= What you will do =
The entries underneath need to be duplicated exactly, with none omitted.

Recorded data
= = = =

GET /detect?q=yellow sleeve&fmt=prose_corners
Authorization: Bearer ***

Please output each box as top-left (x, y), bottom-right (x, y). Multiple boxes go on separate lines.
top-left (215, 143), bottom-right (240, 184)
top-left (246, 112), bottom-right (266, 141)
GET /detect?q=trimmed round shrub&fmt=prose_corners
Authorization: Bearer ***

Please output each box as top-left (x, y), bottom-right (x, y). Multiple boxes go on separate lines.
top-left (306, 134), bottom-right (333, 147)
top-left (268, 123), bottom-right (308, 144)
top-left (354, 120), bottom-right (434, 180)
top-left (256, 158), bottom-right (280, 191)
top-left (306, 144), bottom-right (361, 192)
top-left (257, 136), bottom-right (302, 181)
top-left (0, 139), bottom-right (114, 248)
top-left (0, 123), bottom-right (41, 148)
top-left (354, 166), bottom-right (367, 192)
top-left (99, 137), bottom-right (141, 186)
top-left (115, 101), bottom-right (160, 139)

= = = =

= Task answer =
GET /detect?q=yellow sleeve&fmt=prose_corners
Authorization: Bearer ***

Please output each box as top-left (x, y), bottom-right (x, y). Multiple boxes go on separate lines.
top-left (215, 143), bottom-right (240, 184)
top-left (246, 112), bottom-right (266, 141)
GET /detect?q=trimmed round shrub&fmt=prose_corners
Authorization: Bearer ***

Please output each box as top-left (x, y), bottom-right (x, y). Multiple boxes go on separate lines.
top-left (306, 134), bottom-right (333, 147)
top-left (268, 123), bottom-right (308, 144)
top-left (354, 120), bottom-right (434, 180)
top-left (256, 158), bottom-right (280, 191)
top-left (306, 144), bottom-right (361, 192)
top-left (257, 136), bottom-right (302, 181)
top-left (0, 139), bottom-right (114, 248)
top-left (0, 123), bottom-right (41, 148)
top-left (354, 166), bottom-right (367, 192)
top-left (99, 137), bottom-right (141, 186)
top-left (115, 101), bottom-right (160, 139)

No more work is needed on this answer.